- [DOCUMENT SECTION]

    “On T2-weighted images, stage T1 tumors are confined to the submucosa, which manifests as a hyperintense layer; stage T2 tumors extend into, but not beyond, the muscularis propria, which manifests as a hypointense layer; and stage T3 tumors extend beyond the muscularis propria into the mesorectal fat.”

    “A distance greater than 1 mm between the tumor and the CRM at histopathologic examination has been shown to correlate with a decrease in local recurrence. At our institution, we consider a measured distance of 1 mm or less on high-resolution T2-weighted images to be indicative of CRM involvement. It is critical to remember that this measured distance is the distance to the mesorectal fascia from either (a) the tumor margin, (b) a tumor deposit in the mesorectum, (c) tumor thrombus within a vessel, or (d) a malignant node.”

    “If a malignant node or tumor deposit abuts (ie, is less than 1 mm from) the mesorectal fascia, this information is important to the surgeon, who must stay well clear of the tumor at that margin. In the United States, nodes outside the mesorectal fascia along the pelvic sidewall are not routinely resected. However, if involvement of these nodes can be established preoperatively, it is important to modify the treatment approach to avoid recurrence in untreated nodes. Involved extramesorectal lymph nodes can be targeted with a widened field for preoperative radiation therapy and extended surgical resection.”

    “It is well established that nodal size is of limited value in assessing for the presence of metastasis. The most frequently used size criterion for distinguishing malignant from nonmalignant nodes (ie, 5 mm) has a sensitivity of 68% and a specificity of about 78%. The limited accuracy of nodal size is likely related to the fact that 30%–50% of metastases in rectal cancer occur in nodes that are less than 5 mm. Recently, it was reported that nodal margins and internal nodal characteristics are the most reliable indicators of malignancy. Features that are suggestive of malignancy include irregular or spiculated nodal margins and heterogeneous signal intensity.”

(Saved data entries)
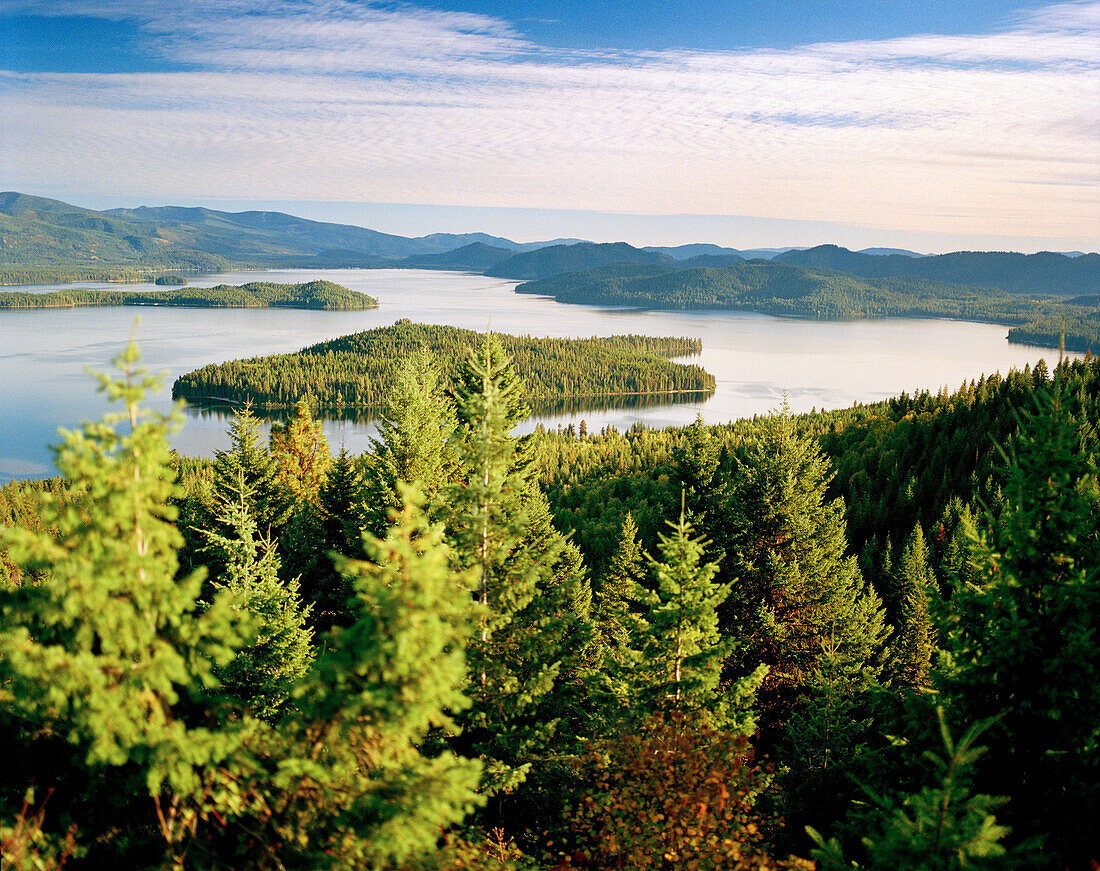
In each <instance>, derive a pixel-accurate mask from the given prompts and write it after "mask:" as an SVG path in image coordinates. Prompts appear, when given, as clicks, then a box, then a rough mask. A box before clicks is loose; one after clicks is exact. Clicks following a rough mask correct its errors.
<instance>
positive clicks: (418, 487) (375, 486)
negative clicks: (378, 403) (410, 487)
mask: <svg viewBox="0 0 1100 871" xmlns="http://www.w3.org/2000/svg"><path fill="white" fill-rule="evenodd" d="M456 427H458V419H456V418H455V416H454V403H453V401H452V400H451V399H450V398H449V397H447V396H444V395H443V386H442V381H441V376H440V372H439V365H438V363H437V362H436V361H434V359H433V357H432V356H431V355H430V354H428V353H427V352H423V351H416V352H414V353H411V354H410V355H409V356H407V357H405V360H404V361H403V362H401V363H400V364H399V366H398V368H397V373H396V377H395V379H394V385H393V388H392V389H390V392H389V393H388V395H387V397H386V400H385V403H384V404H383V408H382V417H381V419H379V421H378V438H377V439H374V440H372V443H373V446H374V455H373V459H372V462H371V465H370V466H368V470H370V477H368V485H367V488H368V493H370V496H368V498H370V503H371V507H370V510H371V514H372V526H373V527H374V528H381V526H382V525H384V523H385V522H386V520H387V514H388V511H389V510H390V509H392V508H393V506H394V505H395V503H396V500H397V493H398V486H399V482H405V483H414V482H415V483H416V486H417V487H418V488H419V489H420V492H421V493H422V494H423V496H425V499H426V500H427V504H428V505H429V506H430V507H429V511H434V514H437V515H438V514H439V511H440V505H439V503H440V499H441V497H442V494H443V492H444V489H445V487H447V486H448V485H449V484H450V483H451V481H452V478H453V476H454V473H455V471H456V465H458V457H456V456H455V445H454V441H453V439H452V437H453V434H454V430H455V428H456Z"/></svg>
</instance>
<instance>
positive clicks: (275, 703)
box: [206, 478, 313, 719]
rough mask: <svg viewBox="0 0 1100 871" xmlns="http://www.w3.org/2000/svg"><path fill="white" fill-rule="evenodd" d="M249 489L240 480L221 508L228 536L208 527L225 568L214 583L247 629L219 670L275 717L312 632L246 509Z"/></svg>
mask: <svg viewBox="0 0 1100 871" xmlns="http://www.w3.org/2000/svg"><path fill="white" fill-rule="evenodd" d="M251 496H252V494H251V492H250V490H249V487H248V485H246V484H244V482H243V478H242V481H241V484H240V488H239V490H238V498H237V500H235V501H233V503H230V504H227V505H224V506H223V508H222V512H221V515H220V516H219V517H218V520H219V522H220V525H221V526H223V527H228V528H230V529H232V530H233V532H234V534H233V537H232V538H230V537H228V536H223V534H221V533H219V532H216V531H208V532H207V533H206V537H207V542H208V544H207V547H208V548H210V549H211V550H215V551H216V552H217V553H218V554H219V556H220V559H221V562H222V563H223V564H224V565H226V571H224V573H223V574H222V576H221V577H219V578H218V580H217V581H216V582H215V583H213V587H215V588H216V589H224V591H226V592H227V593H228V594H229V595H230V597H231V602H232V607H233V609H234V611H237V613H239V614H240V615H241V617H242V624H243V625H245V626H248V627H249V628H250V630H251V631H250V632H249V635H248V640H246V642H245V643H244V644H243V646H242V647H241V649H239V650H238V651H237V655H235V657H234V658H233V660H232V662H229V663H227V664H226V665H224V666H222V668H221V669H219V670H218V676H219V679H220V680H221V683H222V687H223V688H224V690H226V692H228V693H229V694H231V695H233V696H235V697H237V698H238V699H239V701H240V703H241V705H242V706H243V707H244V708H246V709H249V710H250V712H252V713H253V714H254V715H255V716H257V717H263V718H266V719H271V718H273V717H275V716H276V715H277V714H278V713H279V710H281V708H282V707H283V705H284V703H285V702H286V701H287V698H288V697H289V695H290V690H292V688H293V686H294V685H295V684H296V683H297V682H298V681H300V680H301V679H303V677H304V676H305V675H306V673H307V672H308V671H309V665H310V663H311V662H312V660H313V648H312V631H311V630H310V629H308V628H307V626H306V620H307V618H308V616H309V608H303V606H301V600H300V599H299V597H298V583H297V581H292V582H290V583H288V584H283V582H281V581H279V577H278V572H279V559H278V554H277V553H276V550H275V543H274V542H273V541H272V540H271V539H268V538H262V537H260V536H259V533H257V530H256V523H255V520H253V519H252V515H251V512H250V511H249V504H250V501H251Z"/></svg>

- [REQUIRED ACTION 1] According to the rectal cancer imaging excerpt, what is the sensitivity of the most frequently used nodal size criterion?
- [REQUIRED ACTION 2] Please say whether each statement agrees with the rectal cancer imaging excerpt: (a) In the United States, nodes along the pelvic sidewall outside the mesorectal fascia are routinely resected. (b) Stage T2 tumors extend beyond the muscularis propria. (c) Irregular or spiculated nodal margins are suggestive of malignancy.

- [FINAL ANSWER 1] 68%

- [FINAL ANSWER 2]
(a) No: "In the United States, nodes outside the mesorectal fascia along the pelvic sidewall are not routinely resected."
(b) No: "stage T2 tumors extend into, but not beyond, the muscularis propria"
(c) Yes: "Features that are suggestive of malignancy include irregular or spiculated nodal margins and heterogeneous signal intensity."